## START Recorded information
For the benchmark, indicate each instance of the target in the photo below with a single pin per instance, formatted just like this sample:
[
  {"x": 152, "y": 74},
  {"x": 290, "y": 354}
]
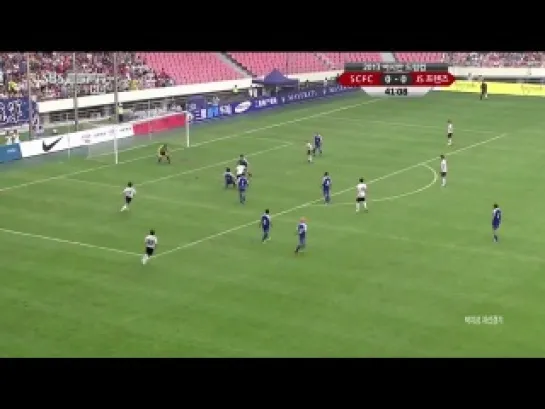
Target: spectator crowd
[
  {"x": 51, "y": 74},
  {"x": 495, "y": 59}
]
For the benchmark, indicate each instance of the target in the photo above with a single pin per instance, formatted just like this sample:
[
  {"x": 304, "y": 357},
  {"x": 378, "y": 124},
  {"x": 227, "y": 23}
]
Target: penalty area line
[{"x": 435, "y": 177}]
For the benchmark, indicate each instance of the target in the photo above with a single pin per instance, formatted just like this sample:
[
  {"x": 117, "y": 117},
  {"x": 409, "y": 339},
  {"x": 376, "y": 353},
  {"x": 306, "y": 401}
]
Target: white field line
[
  {"x": 301, "y": 206},
  {"x": 407, "y": 125},
  {"x": 194, "y": 170},
  {"x": 214, "y": 165},
  {"x": 396, "y": 197},
  {"x": 250, "y": 131},
  {"x": 71, "y": 242}
]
## END Recorded information
Rewrite all the lines above as a Markdown table with columns "No." and "Text", one line per row numbered in order, skipping blank lines. Leave the pictures out.

| No. | Text |
|---|---|
| 1 | For the benchmark, indicate each instance of the target in the photo below with a single pin per instance, formatted just like this sample: |
| 2 | [ |
| 3 |   {"x": 152, "y": 74}, |
| 4 |   {"x": 290, "y": 354} |
| 5 | ] |
| 6 | Target: spectator crowd |
| 7 | [ |
| 8 |   {"x": 51, "y": 74}, |
| 9 |   {"x": 495, "y": 59} |
| 10 | ] |
| 11 | For the benchmark, indicate each instance of the target in the photo above with a single pin per instance, formatted just like this sample: |
| 12 | [ |
| 13 |   {"x": 304, "y": 357}, |
| 14 |   {"x": 378, "y": 124}, |
| 15 |   {"x": 227, "y": 23} |
| 16 | ] |
| 17 | Target: penalty area line |
| 18 | [{"x": 435, "y": 177}] |
| 19 | For the benchmark, indicate each instance of the target in the photo above with a single pin per instance, formatted just like this sample: |
| 20 | [ |
| 21 |   {"x": 117, "y": 117}, |
| 22 |   {"x": 409, "y": 339}, |
| 23 |   {"x": 376, "y": 353}, |
| 24 |   {"x": 306, "y": 401} |
| 25 | ] |
| 26 | Target: white field line |
| 27 | [ |
| 28 |   {"x": 301, "y": 206}, |
| 29 |   {"x": 407, "y": 125}, |
| 30 |   {"x": 194, "y": 170}, |
| 31 |   {"x": 214, "y": 165}, |
| 32 |   {"x": 396, "y": 197}, |
| 33 |   {"x": 250, "y": 131}, |
| 34 |   {"x": 71, "y": 242} |
| 35 | ] |